◆ Assignment: Character for character, write out the data below.

═════ Input data

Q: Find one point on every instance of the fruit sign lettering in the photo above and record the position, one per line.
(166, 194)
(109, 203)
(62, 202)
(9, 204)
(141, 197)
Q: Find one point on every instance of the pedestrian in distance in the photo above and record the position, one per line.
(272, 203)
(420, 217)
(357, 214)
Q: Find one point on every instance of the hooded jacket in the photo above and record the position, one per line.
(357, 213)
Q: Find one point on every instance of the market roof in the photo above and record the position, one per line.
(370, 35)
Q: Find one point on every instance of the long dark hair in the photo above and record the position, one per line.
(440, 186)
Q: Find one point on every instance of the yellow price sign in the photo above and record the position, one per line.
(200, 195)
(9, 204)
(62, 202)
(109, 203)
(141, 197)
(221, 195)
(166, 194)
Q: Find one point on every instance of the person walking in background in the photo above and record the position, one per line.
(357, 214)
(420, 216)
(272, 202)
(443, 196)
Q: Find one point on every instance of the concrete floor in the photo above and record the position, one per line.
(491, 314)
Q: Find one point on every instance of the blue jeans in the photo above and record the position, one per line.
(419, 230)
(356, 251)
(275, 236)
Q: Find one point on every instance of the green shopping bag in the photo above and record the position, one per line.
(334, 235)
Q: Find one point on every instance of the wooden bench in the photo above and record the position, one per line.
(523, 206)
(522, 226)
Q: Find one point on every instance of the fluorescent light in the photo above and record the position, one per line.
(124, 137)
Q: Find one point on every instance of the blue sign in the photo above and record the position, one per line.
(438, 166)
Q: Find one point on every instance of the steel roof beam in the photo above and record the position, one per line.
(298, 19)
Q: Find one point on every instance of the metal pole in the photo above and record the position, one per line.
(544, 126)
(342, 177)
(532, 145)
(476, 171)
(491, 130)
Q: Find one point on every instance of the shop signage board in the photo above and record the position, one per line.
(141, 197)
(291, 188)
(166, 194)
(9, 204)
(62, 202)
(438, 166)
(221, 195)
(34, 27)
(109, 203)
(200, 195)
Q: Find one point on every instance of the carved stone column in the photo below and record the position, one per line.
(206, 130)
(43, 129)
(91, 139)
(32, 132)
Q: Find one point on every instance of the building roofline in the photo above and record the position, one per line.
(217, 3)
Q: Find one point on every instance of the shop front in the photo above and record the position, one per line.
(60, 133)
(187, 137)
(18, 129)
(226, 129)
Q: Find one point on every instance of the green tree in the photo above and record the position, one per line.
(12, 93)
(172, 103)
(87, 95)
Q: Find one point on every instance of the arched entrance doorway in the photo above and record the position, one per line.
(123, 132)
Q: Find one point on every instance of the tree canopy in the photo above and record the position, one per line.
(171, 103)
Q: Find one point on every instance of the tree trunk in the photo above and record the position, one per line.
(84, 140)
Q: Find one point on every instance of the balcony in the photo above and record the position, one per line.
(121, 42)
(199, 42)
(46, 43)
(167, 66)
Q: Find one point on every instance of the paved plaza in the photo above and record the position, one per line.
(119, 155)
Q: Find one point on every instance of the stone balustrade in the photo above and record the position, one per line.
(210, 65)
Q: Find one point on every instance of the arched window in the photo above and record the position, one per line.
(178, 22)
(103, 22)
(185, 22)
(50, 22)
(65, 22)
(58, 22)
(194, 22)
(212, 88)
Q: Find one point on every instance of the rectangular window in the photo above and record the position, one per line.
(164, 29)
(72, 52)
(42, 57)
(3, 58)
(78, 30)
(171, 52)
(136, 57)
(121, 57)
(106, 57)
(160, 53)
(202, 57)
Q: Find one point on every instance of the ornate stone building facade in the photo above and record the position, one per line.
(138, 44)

══════════

◆ Exercise answer:
Q: Find one point on every instance of the fruit sign lettering in the photo above and record the position, one per line.
(166, 194)
(109, 203)
(62, 202)
(9, 204)
(141, 197)
Q: Find one point on every instance of the pedestrian in distance in the photo above and record the position, one per line.
(272, 203)
(420, 217)
(357, 214)
Q: Find one point on every instance of the hooded jacket in the photo above and record the position, one per line.
(357, 213)
Q: Find one point on every instance of the market roof in the photo above and record the position, one per line.
(370, 35)
Q: Find one point on every instance of the long dark hair in the photo above and record the position, one per line.
(440, 186)
Q: Find one point on every instance of the yellow price sign in the photo above and record the position, one per line.
(200, 195)
(9, 204)
(62, 202)
(109, 203)
(141, 197)
(221, 195)
(166, 194)
Q: Find one point on every instance of the person walking in background in the photo above and record the position, one per line.
(357, 214)
(420, 216)
(272, 202)
(443, 196)
Q: Find one point on every instance of the concrete floor in the photo above and record the position, one per line.
(491, 314)
Q: Find one point on every instance of the blue jeans in the photo above and record the position, one per line.
(419, 230)
(356, 251)
(275, 236)
Q: Find one point on every instance of the green shopping bag in the photo above and record the position, one per line.
(334, 235)
Q: Find one point on every instance of the wooden bench in the photo above and record the position, one per line.
(523, 206)
(522, 226)
Q: Find one point on every instance of the fluorescent light in the photo above and record the position, one per line.
(124, 137)
Q: Find one point on every instance of the blue sign in the photo above and record the position, one per line.
(438, 166)
Q: Find one point on every instance of the steel roof beam in the photo above and record the position, one per line.
(298, 19)
Q: Find one point on every instance of the metal pole in the photo above and record the position, one per line.
(544, 126)
(342, 177)
(532, 145)
(476, 171)
(491, 130)
Q: Find one point on every instance of the shop signage board in the photo above and record the position, one per line.
(141, 197)
(291, 188)
(166, 194)
(9, 204)
(62, 202)
(438, 166)
(221, 195)
(34, 27)
(109, 203)
(200, 195)
Q: Find one point on every instance of the carved stone column in the photo below and record the position, one per line.
(206, 130)
(43, 129)
(91, 139)
(32, 132)
Q: Find one point on every instance of the building roofline in the photo above and record the position, one per line.
(217, 3)
Q: Find one point on every instance of the shop front in the photo above and record the position, one per line.
(60, 133)
(187, 137)
(18, 129)
(226, 129)
Q: Find one point on every instance of the green tree in the photo above and record the position, one per line.
(12, 93)
(172, 103)
(87, 95)
Q: Find one point on every instance of the arched entrance doorway in the photo above and record the position, one per line.
(123, 132)
Q: Find one point on every instance of the tree canopy in the photo above and record the position, one per line.
(171, 103)
Q: Find one point on every instance of the tree trunk in the photo above and record the position, one per line.
(84, 140)
Q: Find one point on every instance of the balcony in the photo above and record the position, one per line.
(121, 42)
(199, 42)
(46, 43)
(167, 66)
Q: Find one point on every instance of the paved plaza in the photo above and record the position, one per line.
(119, 155)
Q: Find one point on every instance of the stone balustrade in the photo above and record the position, one per line.
(210, 65)
Q: Find one point on every instance of the arched window in the photo above and record the position, one per line.
(178, 22)
(103, 22)
(185, 22)
(50, 22)
(65, 22)
(58, 22)
(194, 22)
(212, 88)
Q: Find one point on every instance of the rectangular window in the photo above and record the position, one per line.
(164, 29)
(72, 52)
(42, 57)
(3, 58)
(78, 30)
(171, 52)
(136, 57)
(121, 57)
(106, 57)
(160, 53)
(202, 57)
Q: Find one point on every instance of the ornate stone building facade in the photo above and record the position, one per line.
(138, 44)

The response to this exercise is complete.